**Exercise requirements**
Write out the entries, please, from the line containing "Mark each instance of the hummingbird tail" through their final line, exactly and with nothing else.

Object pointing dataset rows
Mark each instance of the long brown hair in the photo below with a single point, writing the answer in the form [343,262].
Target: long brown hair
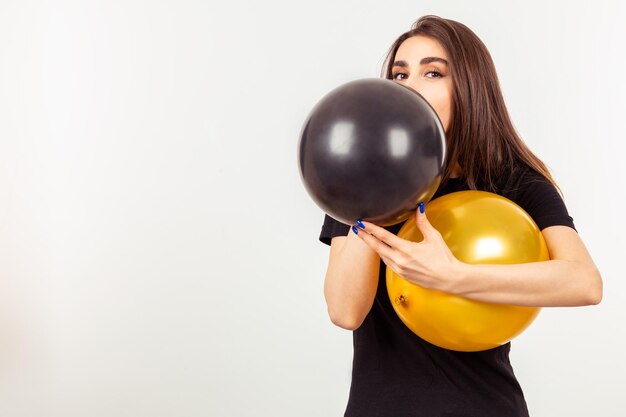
[481,137]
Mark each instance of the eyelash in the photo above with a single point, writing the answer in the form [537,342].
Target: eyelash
[438,74]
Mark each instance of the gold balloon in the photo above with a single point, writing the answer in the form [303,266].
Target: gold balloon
[479,228]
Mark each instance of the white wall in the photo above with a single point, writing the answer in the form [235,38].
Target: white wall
[158,252]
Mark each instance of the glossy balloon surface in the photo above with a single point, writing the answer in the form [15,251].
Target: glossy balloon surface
[371,149]
[479,227]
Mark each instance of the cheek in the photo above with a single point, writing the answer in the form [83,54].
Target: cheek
[442,105]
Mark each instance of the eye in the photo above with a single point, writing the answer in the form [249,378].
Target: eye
[433,74]
[398,76]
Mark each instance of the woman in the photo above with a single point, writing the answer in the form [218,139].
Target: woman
[396,373]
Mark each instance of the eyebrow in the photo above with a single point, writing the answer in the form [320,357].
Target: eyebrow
[423,61]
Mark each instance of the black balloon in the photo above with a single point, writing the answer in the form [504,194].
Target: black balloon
[371,149]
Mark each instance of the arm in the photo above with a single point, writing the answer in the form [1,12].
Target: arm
[351,281]
[569,278]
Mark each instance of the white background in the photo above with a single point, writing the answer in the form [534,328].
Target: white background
[158,251]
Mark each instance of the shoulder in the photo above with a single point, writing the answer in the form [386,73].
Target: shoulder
[538,197]
[332,228]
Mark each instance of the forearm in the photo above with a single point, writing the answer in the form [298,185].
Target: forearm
[545,284]
[351,281]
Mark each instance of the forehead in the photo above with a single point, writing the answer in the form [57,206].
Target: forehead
[415,48]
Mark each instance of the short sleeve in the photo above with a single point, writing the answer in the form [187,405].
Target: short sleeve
[332,228]
[540,198]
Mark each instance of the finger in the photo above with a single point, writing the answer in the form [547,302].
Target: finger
[383,235]
[381,248]
[421,220]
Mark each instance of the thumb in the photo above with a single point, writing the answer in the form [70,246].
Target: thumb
[422,222]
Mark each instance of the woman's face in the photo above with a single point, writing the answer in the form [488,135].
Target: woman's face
[422,65]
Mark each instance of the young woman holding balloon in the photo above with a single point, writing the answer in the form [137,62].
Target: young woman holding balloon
[395,372]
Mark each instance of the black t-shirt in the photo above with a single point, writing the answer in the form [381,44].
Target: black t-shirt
[395,373]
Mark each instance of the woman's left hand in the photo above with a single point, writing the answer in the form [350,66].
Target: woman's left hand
[429,263]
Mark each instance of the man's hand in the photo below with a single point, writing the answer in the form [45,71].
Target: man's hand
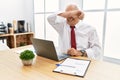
[74,52]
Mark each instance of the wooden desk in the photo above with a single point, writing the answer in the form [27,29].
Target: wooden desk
[11,68]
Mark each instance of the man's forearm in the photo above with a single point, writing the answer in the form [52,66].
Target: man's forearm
[65,14]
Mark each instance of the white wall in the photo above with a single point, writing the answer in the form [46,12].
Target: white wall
[16,10]
[64,3]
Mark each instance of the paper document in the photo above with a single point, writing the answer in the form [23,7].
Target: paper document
[73,66]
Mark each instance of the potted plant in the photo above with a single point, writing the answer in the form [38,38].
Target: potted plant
[27,57]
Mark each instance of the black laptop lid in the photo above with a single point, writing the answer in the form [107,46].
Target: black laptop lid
[45,48]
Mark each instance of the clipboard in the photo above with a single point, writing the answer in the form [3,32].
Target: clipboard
[73,66]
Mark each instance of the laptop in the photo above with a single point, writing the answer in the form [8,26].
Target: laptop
[46,48]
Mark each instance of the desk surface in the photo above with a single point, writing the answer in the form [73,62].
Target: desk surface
[11,68]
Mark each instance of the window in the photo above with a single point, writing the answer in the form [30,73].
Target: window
[104,15]
[112,39]
[93,4]
[113,4]
[43,8]
[95,19]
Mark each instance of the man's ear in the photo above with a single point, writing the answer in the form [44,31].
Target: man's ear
[81,16]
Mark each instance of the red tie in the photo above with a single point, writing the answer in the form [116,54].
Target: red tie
[73,40]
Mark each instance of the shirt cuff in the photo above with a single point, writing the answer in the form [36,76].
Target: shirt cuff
[90,53]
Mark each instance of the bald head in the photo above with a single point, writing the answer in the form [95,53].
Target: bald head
[71,7]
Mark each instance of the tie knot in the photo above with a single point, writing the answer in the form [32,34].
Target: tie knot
[72,26]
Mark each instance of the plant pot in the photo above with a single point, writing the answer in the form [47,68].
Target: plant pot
[27,62]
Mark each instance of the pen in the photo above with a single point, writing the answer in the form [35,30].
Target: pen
[65,65]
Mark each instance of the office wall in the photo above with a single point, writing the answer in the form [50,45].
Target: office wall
[16,10]
[63,3]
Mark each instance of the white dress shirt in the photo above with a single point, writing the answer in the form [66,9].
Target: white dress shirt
[86,36]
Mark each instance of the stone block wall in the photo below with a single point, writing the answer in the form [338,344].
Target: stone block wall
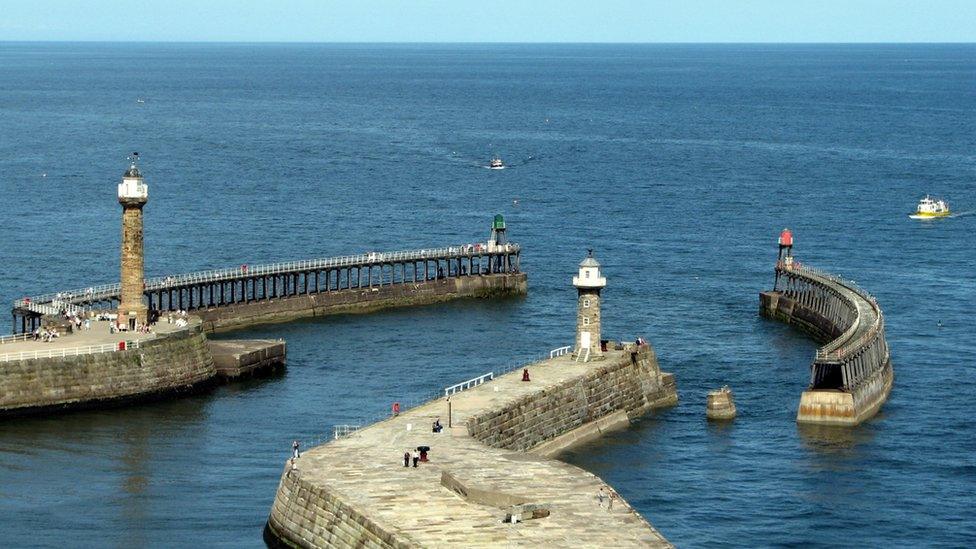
[362,300]
[312,516]
[175,362]
[633,384]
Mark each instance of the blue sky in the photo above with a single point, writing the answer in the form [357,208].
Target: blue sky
[491,21]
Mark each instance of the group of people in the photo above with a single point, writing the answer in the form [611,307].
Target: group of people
[178,318]
[117,327]
[411,455]
[605,497]
[45,334]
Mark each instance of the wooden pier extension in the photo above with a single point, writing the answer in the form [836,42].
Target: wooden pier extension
[230,298]
[851,375]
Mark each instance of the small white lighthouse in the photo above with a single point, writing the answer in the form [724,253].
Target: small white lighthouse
[588,283]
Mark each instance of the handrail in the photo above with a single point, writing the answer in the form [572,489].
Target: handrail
[105,291]
[15,338]
[474,382]
[339,431]
[560,351]
[70,351]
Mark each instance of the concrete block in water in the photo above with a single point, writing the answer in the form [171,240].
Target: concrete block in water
[247,357]
[720,404]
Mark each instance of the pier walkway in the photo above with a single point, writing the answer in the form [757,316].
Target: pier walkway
[209,290]
[97,339]
[462,495]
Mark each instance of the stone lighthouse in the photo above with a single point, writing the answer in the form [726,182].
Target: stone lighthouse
[133,195]
[588,283]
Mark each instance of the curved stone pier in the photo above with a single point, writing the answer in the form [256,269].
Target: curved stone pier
[851,375]
[355,491]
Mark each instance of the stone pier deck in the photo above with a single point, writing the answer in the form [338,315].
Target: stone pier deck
[99,334]
[355,490]
[239,358]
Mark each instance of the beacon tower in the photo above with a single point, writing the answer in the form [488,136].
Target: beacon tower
[588,284]
[133,195]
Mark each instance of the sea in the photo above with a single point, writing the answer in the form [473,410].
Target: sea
[678,165]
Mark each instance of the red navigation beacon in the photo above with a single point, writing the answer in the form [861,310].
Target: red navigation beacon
[786,238]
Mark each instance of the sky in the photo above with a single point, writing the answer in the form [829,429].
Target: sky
[489,21]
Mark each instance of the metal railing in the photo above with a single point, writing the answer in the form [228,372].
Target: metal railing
[344,430]
[474,382]
[339,431]
[107,291]
[70,351]
[15,338]
[560,351]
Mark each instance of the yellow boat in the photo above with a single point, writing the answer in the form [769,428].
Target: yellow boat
[931,208]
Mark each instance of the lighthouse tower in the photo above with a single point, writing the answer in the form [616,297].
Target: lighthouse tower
[133,195]
[588,284]
[497,240]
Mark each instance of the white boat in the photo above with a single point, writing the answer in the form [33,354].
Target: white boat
[931,208]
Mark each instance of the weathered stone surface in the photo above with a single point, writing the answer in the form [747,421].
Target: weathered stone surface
[720,404]
[132,261]
[235,358]
[362,300]
[172,362]
[354,492]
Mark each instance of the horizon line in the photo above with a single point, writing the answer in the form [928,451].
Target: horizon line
[391,42]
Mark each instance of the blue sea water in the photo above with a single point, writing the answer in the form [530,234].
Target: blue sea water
[677,164]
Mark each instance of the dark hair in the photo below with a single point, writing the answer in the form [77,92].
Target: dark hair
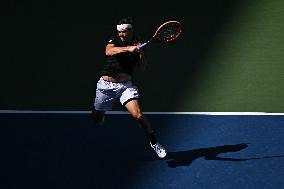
[127,20]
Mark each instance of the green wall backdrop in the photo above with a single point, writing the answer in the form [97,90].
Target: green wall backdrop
[229,58]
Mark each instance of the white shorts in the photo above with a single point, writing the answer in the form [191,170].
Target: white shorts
[107,92]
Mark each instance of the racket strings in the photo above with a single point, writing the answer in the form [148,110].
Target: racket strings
[169,32]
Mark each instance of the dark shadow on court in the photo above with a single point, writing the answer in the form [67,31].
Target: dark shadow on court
[185,158]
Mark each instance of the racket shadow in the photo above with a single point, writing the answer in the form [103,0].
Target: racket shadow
[185,158]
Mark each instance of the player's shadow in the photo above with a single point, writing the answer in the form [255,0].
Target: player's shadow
[185,158]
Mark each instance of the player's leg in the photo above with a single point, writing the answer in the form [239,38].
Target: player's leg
[134,109]
[105,97]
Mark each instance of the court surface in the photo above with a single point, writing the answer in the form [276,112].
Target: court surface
[66,150]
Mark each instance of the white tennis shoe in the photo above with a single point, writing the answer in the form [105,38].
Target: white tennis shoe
[161,152]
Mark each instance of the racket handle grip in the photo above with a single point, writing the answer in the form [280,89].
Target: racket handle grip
[143,45]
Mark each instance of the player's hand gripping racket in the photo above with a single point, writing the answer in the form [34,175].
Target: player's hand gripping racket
[167,32]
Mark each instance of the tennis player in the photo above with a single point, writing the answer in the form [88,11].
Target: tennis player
[123,55]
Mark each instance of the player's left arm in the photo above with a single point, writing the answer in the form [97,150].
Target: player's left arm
[143,61]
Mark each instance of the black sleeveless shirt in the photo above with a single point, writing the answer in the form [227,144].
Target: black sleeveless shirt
[122,62]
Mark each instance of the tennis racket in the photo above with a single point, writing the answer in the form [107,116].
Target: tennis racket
[166,32]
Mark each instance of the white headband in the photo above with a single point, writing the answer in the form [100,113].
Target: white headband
[123,27]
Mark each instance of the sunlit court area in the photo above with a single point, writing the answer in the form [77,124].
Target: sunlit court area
[213,95]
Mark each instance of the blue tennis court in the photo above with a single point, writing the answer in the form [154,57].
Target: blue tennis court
[66,150]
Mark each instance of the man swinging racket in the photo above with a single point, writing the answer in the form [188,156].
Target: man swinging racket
[123,55]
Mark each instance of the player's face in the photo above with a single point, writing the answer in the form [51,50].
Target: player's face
[124,35]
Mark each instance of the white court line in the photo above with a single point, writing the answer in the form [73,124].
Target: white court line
[125,112]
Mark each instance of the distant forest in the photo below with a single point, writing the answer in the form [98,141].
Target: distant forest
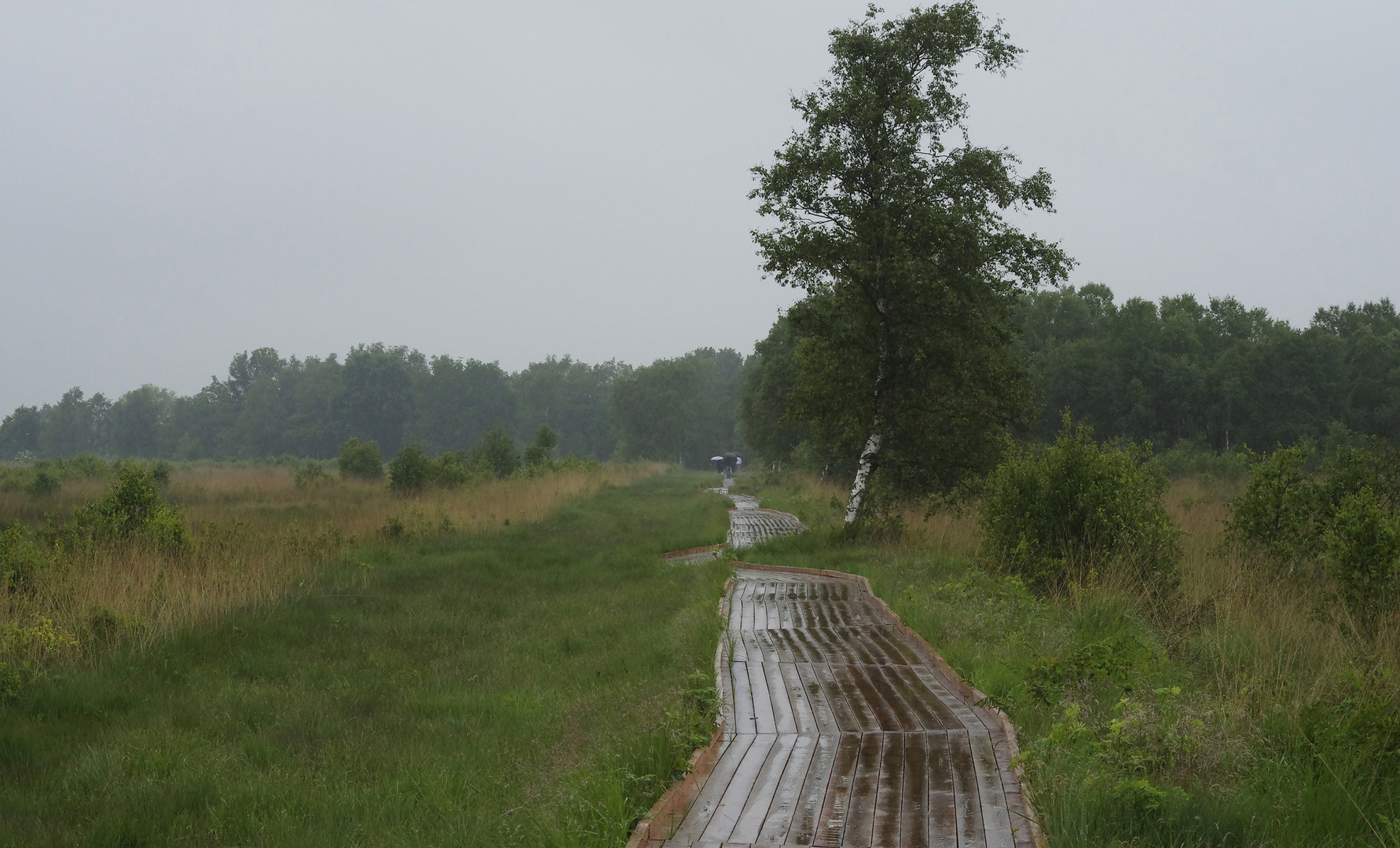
[1217,375]
[272,406]
[1179,372]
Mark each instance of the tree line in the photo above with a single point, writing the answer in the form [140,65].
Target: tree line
[1178,372]
[676,409]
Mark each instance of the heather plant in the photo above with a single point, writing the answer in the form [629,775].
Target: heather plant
[541,452]
[497,452]
[132,508]
[1362,557]
[360,459]
[1059,513]
[311,473]
[411,469]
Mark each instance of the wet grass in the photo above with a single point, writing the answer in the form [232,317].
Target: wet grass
[521,687]
[1231,717]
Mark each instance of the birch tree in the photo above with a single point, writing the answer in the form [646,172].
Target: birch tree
[895,223]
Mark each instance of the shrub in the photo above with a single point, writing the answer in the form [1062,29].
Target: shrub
[42,484]
[21,563]
[1291,514]
[542,451]
[1056,513]
[134,507]
[1278,510]
[1364,556]
[412,469]
[360,459]
[311,473]
[497,452]
[456,469]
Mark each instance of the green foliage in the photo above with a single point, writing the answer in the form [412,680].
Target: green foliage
[411,470]
[1056,514]
[20,433]
[1217,374]
[42,484]
[360,459]
[311,473]
[496,451]
[1355,721]
[903,247]
[1340,518]
[533,686]
[134,508]
[21,561]
[1278,511]
[1364,556]
[541,452]
[680,411]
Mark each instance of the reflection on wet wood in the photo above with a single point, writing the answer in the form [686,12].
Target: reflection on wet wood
[841,733]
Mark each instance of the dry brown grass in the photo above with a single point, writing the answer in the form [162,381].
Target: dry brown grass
[256,536]
[1238,617]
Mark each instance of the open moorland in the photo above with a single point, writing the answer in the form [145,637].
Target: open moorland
[520,674]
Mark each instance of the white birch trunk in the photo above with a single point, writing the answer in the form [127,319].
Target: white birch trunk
[853,506]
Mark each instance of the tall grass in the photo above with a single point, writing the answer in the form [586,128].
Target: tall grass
[255,536]
[531,686]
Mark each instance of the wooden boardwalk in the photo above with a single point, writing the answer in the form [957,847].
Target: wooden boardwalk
[843,729]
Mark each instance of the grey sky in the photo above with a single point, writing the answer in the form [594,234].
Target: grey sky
[504,181]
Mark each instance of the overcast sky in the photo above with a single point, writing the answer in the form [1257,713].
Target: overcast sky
[504,181]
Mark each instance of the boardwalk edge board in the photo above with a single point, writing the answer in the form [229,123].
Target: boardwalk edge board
[1002,731]
[667,815]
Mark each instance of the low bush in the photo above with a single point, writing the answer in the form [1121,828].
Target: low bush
[21,563]
[311,473]
[411,470]
[132,508]
[542,449]
[360,459]
[1337,521]
[1059,513]
[496,451]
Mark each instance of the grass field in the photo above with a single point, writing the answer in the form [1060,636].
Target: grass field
[531,685]
[1235,715]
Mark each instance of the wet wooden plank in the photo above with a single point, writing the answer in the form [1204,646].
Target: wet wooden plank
[809,642]
[764,721]
[780,699]
[889,642]
[807,817]
[884,715]
[861,710]
[860,819]
[801,700]
[830,828]
[744,714]
[943,809]
[905,715]
[913,809]
[995,817]
[889,795]
[709,799]
[846,717]
[822,715]
[725,813]
[898,681]
[965,791]
[764,788]
[922,700]
[963,717]
[789,794]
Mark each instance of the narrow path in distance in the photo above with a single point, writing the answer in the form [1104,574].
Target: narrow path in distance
[839,731]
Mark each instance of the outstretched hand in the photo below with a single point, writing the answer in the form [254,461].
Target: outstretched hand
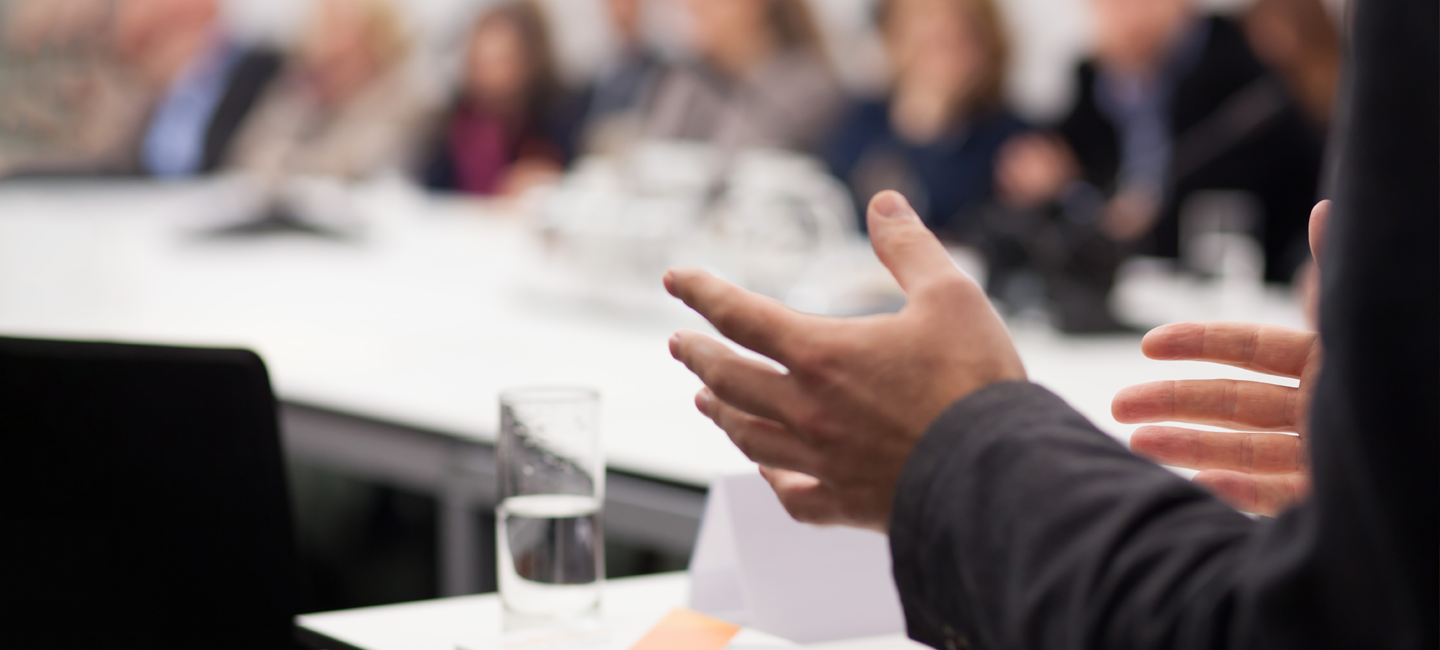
[1257,467]
[834,428]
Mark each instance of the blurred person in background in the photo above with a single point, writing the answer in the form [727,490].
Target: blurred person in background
[1299,41]
[762,79]
[344,107]
[507,131]
[205,79]
[65,103]
[615,101]
[935,139]
[1171,104]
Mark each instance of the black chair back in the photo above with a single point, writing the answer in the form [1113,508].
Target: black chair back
[149,500]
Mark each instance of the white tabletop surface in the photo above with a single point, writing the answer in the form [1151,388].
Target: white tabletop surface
[630,606]
[432,312]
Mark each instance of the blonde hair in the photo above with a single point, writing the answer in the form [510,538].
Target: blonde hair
[385,32]
[990,32]
[794,25]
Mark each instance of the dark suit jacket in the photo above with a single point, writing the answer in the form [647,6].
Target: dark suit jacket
[248,81]
[1278,157]
[1018,525]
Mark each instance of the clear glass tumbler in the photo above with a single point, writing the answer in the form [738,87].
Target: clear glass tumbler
[547,525]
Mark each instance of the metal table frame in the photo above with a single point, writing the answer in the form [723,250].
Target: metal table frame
[460,474]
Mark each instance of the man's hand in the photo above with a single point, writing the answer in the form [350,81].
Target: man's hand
[1250,469]
[834,430]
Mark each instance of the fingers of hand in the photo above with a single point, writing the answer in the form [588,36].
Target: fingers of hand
[746,384]
[763,441]
[905,245]
[1220,402]
[1220,450]
[745,317]
[804,496]
[1262,495]
[1269,349]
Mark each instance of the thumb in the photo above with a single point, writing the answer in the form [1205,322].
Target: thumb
[1319,222]
[905,245]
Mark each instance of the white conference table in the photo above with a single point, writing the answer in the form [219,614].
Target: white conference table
[390,349]
[631,606]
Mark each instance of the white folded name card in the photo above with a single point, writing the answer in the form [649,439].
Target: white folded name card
[756,567]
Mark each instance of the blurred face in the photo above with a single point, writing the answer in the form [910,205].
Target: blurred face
[1135,35]
[498,69]
[1273,38]
[336,51]
[932,45]
[143,26]
[625,15]
[720,26]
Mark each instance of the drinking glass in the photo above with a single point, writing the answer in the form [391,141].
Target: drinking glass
[547,525]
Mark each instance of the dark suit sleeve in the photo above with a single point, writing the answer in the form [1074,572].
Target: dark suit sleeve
[1018,525]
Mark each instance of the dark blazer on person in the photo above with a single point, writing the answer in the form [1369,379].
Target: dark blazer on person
[946,180]
[248,81]
[1017,523]
[1233,127]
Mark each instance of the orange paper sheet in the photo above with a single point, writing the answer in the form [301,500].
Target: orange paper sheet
[684,629]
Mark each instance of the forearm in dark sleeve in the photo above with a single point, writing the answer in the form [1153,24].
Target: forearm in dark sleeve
[1017,523]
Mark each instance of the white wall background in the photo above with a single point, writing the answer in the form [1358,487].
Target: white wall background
[1049,36]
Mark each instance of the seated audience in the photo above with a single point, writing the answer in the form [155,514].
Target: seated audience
[66,104]
[938,134]
[615,101]
[344,107]
[1170,105]
[506,131]
[762,79]
[1299,41]
[206,81]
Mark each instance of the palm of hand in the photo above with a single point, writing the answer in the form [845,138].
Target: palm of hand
[1256,466]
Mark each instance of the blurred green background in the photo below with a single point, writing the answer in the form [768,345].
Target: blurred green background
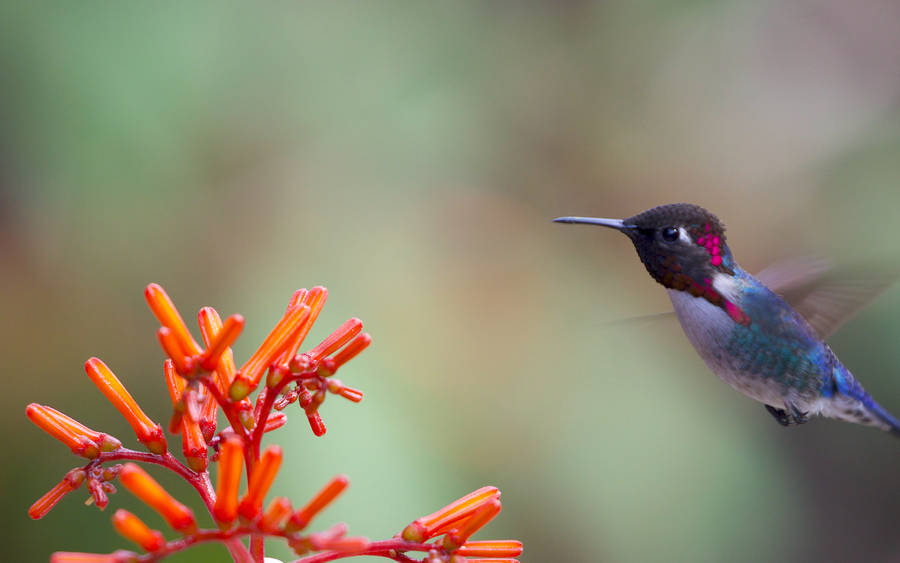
[410,156]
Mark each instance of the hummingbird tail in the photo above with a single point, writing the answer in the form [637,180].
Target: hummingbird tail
[882,418]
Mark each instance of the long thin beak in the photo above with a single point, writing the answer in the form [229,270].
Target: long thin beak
[611,223]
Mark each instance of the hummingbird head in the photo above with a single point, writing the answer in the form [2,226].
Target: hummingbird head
[681,245]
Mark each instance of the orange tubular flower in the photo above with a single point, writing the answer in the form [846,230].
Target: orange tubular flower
[148,432]
[81,440]
[457,537]
[315,300]
[120,556]
[168,316]
[323,498]
[426,527]
[493,549]
[275,513]
[193,442]
[144,487]
[350,351]
[231,461]
[336,339]
[70,482]
[174,351]
[263,476]
[316,423]
[274,344]
[133,528]
[210,326]
[222,342]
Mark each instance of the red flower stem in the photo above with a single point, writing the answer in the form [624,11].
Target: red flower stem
[377,549]
[200,481]
[272,393]
[227,407]
[257,547]
[251,455]
[229,538]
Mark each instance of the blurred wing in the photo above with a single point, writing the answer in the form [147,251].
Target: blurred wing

**Task solution**
Mark each instance of the hummingbird tail in the photo above with a single point, writing the answer in the form [637,180].
Target: hummingbird tail
[882,418]
Mark each instance of the long thin beak in the photo above with a single point, writing the answer in the form [229,270].
Target: long thin beak
[611,223]
Mark each instance of the hummingbird head in the photo above with a single point, writing the answer in the form [2,226].
Target: hummingbird head
[681,245]
Mark each instance of the orange tubular flower in the photo above with a single point, writing the answer in the form [846,230].
Target: orange tubular flower
[148,432]
[81,440]
[457,537]
[315,300]
[120,556]
[168,316]
[323,498]
[426,527]
[493,549]
[275,513]
[193,442]
[144,487]
[350,351]
[231,461]
[336,339]
[70,482]
[174,351]
[263,476]
[316,423]
[274,344]
[133,528]
[210,326]
[222,342]
Mark each instance of the red flower stem in the photo above with a single point, writing the answer in the form [624,11].
Target: red flower stem
[377,549]
[200,481]
[272,393]
[227,407]
[257,547]
[251,455]
[229,538]
Mark each instance of the blurred wing in the photo above with a single point, writing the answer in the form [147,251].
Target: blurred wing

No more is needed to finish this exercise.